* WORK TO COMPLETE: Can you retype every record below exactly as written?

* PROVIDED INFORMATION:

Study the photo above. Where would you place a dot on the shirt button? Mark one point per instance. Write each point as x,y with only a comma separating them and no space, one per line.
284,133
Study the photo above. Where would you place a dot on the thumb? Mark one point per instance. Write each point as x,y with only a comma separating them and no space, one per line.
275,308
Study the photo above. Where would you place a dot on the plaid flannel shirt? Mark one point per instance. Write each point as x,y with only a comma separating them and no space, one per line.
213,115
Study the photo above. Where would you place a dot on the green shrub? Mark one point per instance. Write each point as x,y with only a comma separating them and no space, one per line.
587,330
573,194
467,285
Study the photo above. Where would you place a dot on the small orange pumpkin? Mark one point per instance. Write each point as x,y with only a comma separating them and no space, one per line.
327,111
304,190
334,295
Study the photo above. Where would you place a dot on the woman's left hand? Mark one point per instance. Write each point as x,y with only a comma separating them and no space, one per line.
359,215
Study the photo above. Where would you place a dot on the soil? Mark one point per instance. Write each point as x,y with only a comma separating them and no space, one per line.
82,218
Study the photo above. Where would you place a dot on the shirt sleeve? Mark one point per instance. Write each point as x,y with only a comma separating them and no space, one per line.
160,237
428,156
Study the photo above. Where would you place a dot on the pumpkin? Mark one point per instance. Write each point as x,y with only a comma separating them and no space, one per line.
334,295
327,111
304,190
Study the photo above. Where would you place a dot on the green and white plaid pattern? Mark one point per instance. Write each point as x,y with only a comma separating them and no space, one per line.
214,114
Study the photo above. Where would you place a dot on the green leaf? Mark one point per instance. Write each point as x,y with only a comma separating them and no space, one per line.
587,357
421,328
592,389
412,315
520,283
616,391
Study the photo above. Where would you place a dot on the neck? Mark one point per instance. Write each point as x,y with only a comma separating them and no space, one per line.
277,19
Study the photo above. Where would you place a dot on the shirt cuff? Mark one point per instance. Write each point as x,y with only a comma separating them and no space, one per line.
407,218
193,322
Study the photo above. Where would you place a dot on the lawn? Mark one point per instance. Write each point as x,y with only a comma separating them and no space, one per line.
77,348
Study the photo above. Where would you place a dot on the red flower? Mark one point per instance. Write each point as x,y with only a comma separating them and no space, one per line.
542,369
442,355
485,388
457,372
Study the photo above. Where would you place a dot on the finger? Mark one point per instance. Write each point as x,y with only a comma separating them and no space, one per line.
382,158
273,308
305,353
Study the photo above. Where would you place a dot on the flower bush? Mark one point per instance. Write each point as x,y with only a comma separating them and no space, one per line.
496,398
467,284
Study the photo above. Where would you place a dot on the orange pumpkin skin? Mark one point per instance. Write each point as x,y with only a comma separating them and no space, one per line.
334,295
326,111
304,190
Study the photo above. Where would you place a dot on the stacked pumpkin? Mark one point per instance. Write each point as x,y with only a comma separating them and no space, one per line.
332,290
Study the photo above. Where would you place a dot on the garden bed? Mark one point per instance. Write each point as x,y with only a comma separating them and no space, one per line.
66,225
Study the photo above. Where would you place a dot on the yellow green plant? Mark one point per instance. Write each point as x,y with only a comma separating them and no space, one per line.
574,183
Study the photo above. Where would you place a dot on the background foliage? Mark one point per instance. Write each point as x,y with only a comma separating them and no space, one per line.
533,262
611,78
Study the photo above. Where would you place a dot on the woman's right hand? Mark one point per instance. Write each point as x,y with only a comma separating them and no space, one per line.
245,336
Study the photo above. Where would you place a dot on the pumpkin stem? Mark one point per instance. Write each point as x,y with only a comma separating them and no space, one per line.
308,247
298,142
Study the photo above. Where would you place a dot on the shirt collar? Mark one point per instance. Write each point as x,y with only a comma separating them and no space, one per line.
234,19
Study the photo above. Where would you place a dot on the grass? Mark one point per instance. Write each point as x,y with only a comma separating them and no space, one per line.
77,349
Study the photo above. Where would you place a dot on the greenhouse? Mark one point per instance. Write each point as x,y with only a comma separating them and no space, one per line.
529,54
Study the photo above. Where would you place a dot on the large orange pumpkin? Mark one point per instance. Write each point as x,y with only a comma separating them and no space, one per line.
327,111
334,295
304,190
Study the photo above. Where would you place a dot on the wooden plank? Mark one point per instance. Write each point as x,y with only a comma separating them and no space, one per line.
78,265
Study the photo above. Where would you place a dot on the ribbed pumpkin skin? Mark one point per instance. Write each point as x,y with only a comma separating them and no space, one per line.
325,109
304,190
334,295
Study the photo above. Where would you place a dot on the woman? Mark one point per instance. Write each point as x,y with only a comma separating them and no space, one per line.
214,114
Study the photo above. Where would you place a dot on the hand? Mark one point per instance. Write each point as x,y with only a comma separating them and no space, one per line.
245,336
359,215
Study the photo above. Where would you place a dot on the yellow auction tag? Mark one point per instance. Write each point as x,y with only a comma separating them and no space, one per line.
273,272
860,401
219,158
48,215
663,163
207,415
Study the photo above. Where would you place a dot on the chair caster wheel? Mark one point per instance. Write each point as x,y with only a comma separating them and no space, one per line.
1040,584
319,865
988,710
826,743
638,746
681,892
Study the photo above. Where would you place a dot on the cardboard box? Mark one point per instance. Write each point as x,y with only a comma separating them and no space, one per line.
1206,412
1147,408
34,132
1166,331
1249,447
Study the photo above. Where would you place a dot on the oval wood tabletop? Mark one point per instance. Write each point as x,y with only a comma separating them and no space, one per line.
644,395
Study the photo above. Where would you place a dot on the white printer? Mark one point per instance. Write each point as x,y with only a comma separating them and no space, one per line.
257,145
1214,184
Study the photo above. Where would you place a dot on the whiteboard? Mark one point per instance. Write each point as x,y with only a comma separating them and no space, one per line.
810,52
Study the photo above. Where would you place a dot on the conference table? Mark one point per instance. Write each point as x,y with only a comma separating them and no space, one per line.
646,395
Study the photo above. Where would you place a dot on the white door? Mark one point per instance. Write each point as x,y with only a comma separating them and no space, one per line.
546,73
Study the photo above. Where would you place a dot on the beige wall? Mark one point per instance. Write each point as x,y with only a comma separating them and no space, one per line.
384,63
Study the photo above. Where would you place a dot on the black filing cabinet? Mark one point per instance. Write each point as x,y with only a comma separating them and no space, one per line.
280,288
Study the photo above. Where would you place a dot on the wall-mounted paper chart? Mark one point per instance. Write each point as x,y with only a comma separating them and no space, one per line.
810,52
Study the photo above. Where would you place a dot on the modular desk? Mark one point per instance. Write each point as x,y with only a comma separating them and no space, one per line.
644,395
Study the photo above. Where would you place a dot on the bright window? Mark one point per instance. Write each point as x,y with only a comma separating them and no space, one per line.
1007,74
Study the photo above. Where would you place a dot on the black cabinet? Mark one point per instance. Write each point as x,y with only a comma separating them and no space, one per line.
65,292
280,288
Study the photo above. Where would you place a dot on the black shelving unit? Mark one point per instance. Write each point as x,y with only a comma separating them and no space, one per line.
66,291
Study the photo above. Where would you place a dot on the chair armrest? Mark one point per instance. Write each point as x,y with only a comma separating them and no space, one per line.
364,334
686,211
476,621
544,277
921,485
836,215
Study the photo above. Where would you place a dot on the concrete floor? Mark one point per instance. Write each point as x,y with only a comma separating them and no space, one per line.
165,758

* TASK RESPONSE:
Study the photo above. Where would you place a dot on the shirt button? Mark one point per instance. Write each point as x,y with only a comma separating them and no space, one per line.
284,133
Study the photo above. Where would you place a dot on the thumb? Mark one point per instance. Write each point as x,y with only a comma separating them and no space, one per line.
275,308
Study the photo above. Where would you place a dot on the plaid flannel shirt? Mark one point per instance. Write each point as x,y with only a comma separating them and no space, one per line.
213,115
Study the photo above. Where would you place a dot on the green shrub? Mark one point per instance. Write each point as x,y with only a comma separating them and no space, one per line.
587,330
573,194
467,285
Study the photo above. Where would you place a dot on the small orange pumpkin? Mark one point per instance. Write each point as x,y with only a comma separating them and no space, one per line.
327,111
304,190
334,295
Study the photo above. Where would you place a dot on the woman's left hand? Mark one point per instance. Write each point as x,y with only a comma separating them and no space, one per line.
359,215
Study the photo above. Where would you place a dot on the soil? Mark one point per instance. Write each point as x,y with only a comma separating them and no space, one per line.
82,218
Study the photo above. Where would you place a dot on the shirt sleeve? Mark one point per instance. Write each point as x,y with only a comma separating them and no space, one per line.
160,237
428,156
Study the photo above. Where would you place a dot on the pumpkin? Mark one point per instance. Write each point as x,y with only a comma separating them and no space, one per line.
334,295
327,111
304,190
Study the photo above. Where would you place a dot on the green and white plaid pattern? Mark one point per instance. Write each point as x,y with only a comma separating them and no space, one per line.
214,114
Study the photo above. Where would you place a dot on the green leaf? Mark one point per instance. Write each point as x,y with only a comma separating them and no space, one per line.
587,357
421,328
592,389
412,315
520,283
616,391
Study the photo above. Where would you place a dot on the neck? Mark one point per instance. Write each point as x,y with only a comma separating them and no space, one per line.
277,19
Study the photo above. Where would you place a dot on the shirt cuff? Mark one point per instance. Write each point as x,y with only a comma separating them and no space, one per line.
407,218
193,322
Study the photo above. Where would you place a dot on the lawn? Mark one point per instance. Write each point as x,y with only a comma separating them and no space, one per line.
77,348
Study the photo above. Where would you place a dot on the red flower? Mark one point per instance. Write each point as x,y with only a comma separating them and no space, one per line.
542,369
442,355
485,388
457,372
Study the photo above. Where would you place a dot on the finger? Mark one point per instance. Write each point as x,y with only a comma separating them and no space, one per line.
382,158
273,308
305,353
Study the photo above. Where would you place a dot on the flower bush? Mark one point per instance. Write each point as x,y with only a comma separating them and no space, one per line.
496,398
467,284
Study the photo above. Where would you place a dot on the orange pumpkin skin? Mark one point per instance. Write each point as x,y with only a comma separating them and no space, one per line.
334,295
326,111
304,190
Study the photo above. Where would you place a dot on the stacked pumpkin? Mark one point per instance. Write each point as x,y with only a comma separating them and no space, one per line.
332,290
Study the photo above. Where would you place a dot on the garden bed? Mark one point per instance. Write each point as x,y with only a comma separating them and no space, one per line.
66,225
Study the photo above. Where would you place a dot on the yellow green plant? Mark one point per instance. Write each point as x,y with only a comma separating them and no space, one per line.
574,183
Study the photo above. Where would you place a dot on the background foliage? Mark one point per instance. Write each point as x,y with only a comma separating them and no space, one per line.
533,262
611,78
Study the photo above. Where would you place a dot on the woman's right hand? Mark one point per instance. Write each point as x,y with only a comma separating them and no space, one per line.
245,336
Study the photo above. Where would you place a dot on the pumpkin stem? Mark one point per instance. Write each point as x,y with only a comma separating them and no space, one per line.
308,247
298,142
Study the photo above. Where would you place a dot on the shirt collar? Mark one point per instance. Write each point as x,y with only a comma separating them and no space, one per line.
234,19
Study the photo above. Where would you place a dot on the grass? Mark one point per instance. Write each point as x,y with only a comma separating them and no space, one per line.
77,349
Study the photo above. Where would you place a dot on the greenhouse? Mark one point per instance. Write each point as x,y with only a comma separating them and no space, one per line.
529,54
Study the photo above. Where would you place a dot on the large orange pumpkin? Mark one point per instance. Write each point as x,y with only a comma separating them and no space, one per line.
327,111
334,295
304,190
Study the photo above. Where would you place a dot on the wooden plank? Mark one point per instance. Write each point as x,y with only a comma separating them and no space, one per line.
78,265
Study the photo above. Where would you place a dot on the ribbed pumpkin skin? Mark one point per instance. Write each point as x,y with only a comma separating them and no space, one per line.
325,109
304,190
334,295
Study the photo above. Where would you place a dot on the woman? Mark one point per instance. Write each point as x,y with only a comma separating them and no space, one per line.
214,114
Study the photo above. Where would you place a dot on the hand? Mark one point per instance. Write each point as x,y with only a comma separating them and no space, one per line.
245,336
359,215
Study the photo above. Where would you place a dot on the yellow auction tag? Mark one point per instance. Write each point as x,y with only a comma separating them and no space, one per line.
273,272
860,401
219,158
48,215
663,163
207,415
Study the photo above. Where would you place a dot on the chair caster wheel? Mark one point per instance. Write each point as x,y with only a comma separating them and no space, one per line.
1040,584
319,865
988,710
826,743
638,746
681,892
Study the photo above. Where would you place a dot on the cardboard box? Mark one point per instance. Write each point as x,y with only a comma separating them and no space, one per line.
1206,412
1147,408
34,132
1166,331
1249,447
Study the photo above. Where would you place a dot on the oval wood tabletop? Mark one point per instance. Write each point as x,y with only a comma separating them and no space, one per line.
644,395
Study the photo above. Where would you place a dot on the white printer? Mark one point per instance. Write each point as x,y with only a comma separating them and no space, one per line.
257,145
1214,184
Study the photo above. Where would you place a dot on the whiteboard? Mark one point per instance. Write each point as x,y with only a comma separating them and no space, one per line.
810,52
Study the photo above. Where would you place a dot on the conference table? Mark one point per instance. Write each point as x,y with only a comma separating them and no space, one per line.
646,395
Study the photo above. Where would you place a dot on the white door? Mark one point per instance. Write each point as x,y with only a comma separating them and no space, one per line.
546,73
Study the photo above. Where would you place a dot on the beige wall? Mark one point per instance. Write each point as x,y with only a comma separating them and no space, one per line.
384,63
Study the photo above. Where would you place a dot on the black filing cabinet? Mark one point per instance. Write each point as x,y with only a comma separating them and no space, one per line.
280,288
Study the photo above. Where would you place a dot on the wall-mounted paper chart? Mark one point per instance. Write each point as x,y with only a comma separating them and no space, one per line.
810,52
Study the photo above. Where would you place a dot on the modular desk? Mark one point per instance. Write each point as x,y with only a comma separating them and no space, one per line.
644,395
Study the photo above. Where would you place a dot on the bright window? Mark one point per instance. Write each point as x,y with only a comma separating them and no space, one per line.
1007,74
Study the photo above. Where would you place a dot on the black cabinet? Mark one point per instance. Write each point as x,y with only a comma separating them and no space, one per line.
65,292
280,288
Study the photo above. Where would you place a dot on the black shelving unit? Mark one point per instance. Write each point as x,y with only a comma separating them and no space, one per line.
66,291
Study the photo above. Where would you place a dot on the chair armrest? Mark one point per instance. Write each point as x,y with only a comma separating them and no space, one per line.
364,334
686,211
476,621
544,277
921,485
836,215
Study the photo above. Where would you place a dot on the concrete floor? Mark one point per instance. Write each point as x,y with only a comma separating them and no space, one per line.
165,758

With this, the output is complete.